# Where is Sterling going?



## westcork (15 Jan 2009)

Not sure where to post this but I think the fluctuation over the last few months brings it into the remit of this forum!

When sterling went down as low as 97c, people were saying it was only a matter of time before parity - then it went the other way and is now hovering around 91c - Can someone clariify how the relative interest rates BoE v ECB moves impact on the currency exchange rates - I am looking to convert to sterling for a largish investment and I am trying to anticipate as much as I can

Thanks


----------



## Duke of Marmalade (15 Jan 2009)

Don't try and anticipate - that's impossible. The market prices in that exchange rates will change in future at the difference in the respective interest rates - i.e. v. v. slowly.

Of course exchange rates will change must faster than that but no-one can tell in what direction.

If you have a large sterling outgo looming - hedge it now by buying sterling. Otherwise you are running an exchange rate gamble which might prove good, might prove bad. Do you like gambling?


----------



## westcork (15 Jan 2009)

### COMPLETE THE FOLLOWING:
A. Count the lines of the records that contain the word "shrub", and reply with only the number.
B. Carry on the forum thread about the sterling exchange rate from the point where it ends.
The forum thread about the sterling exchange rate has nothing to do with the records.

### DATASET ENTRIES:
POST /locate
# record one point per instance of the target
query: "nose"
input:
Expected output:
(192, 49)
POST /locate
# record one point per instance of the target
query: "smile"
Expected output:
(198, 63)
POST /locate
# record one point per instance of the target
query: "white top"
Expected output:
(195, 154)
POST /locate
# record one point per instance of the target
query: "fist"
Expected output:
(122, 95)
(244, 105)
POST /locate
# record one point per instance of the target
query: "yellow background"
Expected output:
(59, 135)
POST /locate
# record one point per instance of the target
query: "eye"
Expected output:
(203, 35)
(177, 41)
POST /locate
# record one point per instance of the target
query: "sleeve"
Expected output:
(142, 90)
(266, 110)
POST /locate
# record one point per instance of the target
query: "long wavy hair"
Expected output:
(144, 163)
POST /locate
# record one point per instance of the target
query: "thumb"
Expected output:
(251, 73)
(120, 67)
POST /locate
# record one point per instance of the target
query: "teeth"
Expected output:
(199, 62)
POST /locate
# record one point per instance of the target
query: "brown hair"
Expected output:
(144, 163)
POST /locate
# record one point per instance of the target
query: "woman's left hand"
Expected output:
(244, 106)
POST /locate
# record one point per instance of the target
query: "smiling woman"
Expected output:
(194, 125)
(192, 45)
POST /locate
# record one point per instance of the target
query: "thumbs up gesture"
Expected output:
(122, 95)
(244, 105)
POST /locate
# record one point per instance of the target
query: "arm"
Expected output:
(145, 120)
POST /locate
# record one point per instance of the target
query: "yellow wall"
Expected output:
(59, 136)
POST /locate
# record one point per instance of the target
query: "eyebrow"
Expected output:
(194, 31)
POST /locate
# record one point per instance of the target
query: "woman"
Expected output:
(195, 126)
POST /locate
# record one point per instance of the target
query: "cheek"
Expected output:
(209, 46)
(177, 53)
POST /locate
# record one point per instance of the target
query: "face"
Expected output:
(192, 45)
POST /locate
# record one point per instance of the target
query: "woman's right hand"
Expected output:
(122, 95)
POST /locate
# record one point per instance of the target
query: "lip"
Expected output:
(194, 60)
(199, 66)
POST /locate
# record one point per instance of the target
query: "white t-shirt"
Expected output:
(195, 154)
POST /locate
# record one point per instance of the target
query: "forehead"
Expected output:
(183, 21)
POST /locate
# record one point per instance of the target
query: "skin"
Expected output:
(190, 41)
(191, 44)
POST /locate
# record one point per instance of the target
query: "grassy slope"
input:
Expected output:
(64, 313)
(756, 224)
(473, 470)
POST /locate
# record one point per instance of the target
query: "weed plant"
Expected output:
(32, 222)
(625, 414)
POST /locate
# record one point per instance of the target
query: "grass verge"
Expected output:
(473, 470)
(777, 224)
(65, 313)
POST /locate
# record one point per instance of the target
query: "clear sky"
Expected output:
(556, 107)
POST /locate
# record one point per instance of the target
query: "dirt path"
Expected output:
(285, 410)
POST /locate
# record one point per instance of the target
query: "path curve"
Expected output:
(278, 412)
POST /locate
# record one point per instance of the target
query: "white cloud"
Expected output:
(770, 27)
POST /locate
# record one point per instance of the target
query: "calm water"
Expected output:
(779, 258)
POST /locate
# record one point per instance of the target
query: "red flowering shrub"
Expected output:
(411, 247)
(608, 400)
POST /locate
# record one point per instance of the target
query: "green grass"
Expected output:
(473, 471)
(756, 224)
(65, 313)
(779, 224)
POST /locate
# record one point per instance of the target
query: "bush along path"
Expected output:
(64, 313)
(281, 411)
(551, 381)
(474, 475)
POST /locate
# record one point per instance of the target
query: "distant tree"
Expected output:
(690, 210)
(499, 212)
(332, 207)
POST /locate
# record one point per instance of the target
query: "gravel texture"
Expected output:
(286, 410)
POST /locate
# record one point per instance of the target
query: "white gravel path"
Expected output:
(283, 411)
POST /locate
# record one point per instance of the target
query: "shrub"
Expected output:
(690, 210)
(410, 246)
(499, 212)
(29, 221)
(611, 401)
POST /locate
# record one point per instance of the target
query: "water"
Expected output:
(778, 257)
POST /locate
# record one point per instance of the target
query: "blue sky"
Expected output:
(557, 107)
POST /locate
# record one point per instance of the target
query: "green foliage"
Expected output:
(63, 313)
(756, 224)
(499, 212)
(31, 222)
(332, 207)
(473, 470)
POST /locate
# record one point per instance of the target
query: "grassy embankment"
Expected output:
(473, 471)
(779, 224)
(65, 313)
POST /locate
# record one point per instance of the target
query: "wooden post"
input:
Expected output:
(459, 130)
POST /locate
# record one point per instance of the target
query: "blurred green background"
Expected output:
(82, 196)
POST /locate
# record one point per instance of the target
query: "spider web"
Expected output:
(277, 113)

* * *

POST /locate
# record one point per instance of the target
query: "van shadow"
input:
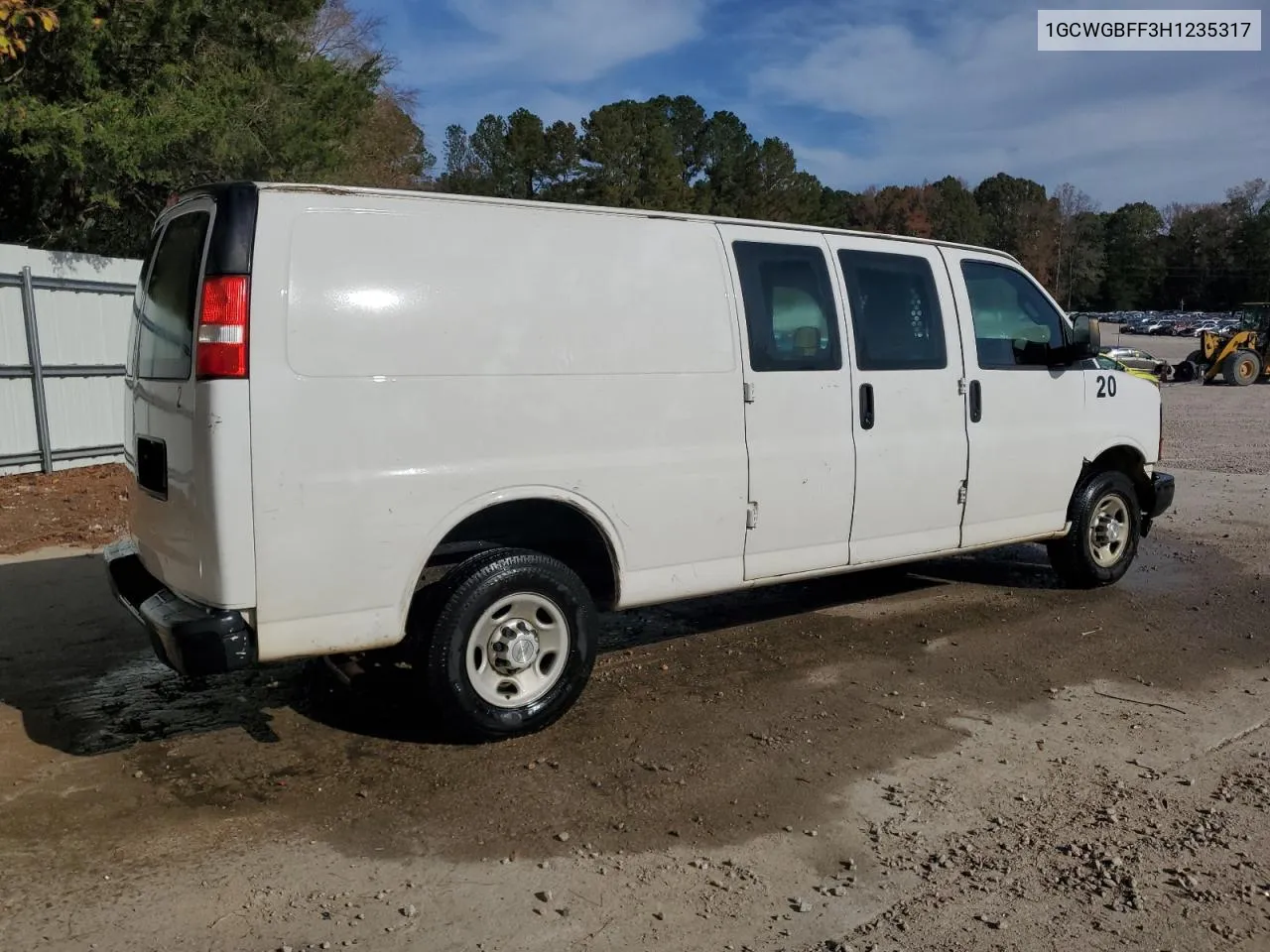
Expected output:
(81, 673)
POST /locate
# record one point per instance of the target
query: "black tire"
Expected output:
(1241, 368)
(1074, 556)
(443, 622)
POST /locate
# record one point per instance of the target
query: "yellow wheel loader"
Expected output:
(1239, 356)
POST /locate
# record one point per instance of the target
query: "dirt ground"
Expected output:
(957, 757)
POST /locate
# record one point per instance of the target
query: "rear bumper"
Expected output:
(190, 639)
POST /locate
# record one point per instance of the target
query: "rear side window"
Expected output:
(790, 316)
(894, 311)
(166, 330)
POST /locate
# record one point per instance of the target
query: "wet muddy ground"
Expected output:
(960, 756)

### RESULTS:
A. 2

B.
Thanks for that - I thought I saw somewhere that the significant drop in value of Sterling was linked to the dramatic decrease in base rates by BoE so trying to establish was this an economic link. Most I tend to completely gamble is the Tueday game of Poker


----------



## extopia (15 Jan 2009)

It's easy to explain exchange rate moves after the fact. Much harder to predict what might happen in future, though.


----------



## Duke of Marmalade (15 Jan 2009)

westcork said:


> Thanks for that - I thought I saw somewhere that the significant drop in value of Sterling was linked to the dramatic decrease in base rates by BoE so trying to establish was this an economic link. Most I tend to completely gamble is the Tueday game of Poker


Yes but not because of the interest rate per se that is a small effect.  But the aggressive reduction in rates signalled that the authorities perceived the economy in deep trouble - that's what triggered the fall.


----------



## RMCF (16 Jan 2009)

1st of all, your quoted figures are the wrong way round.

Sterling has always been stronger than the Euro, so I think you meant to say 1 Euro was 97p, and 1 Euro was 91p, not the other way round.

As for where its going to go, well thats just guesswork. Every expert has their own opinion and they can just be as wrong as anybody. Too many factors playing into it. 

I have read a few media articles saying that many pundits reckon that the Euro will fall back to the likes of 80p, or even 75p by the end of 2009/early 2010. I personally hope it does, as I live in RoI but earn in sterling, so I saw my mortage and household bills get a lot more expensive recently.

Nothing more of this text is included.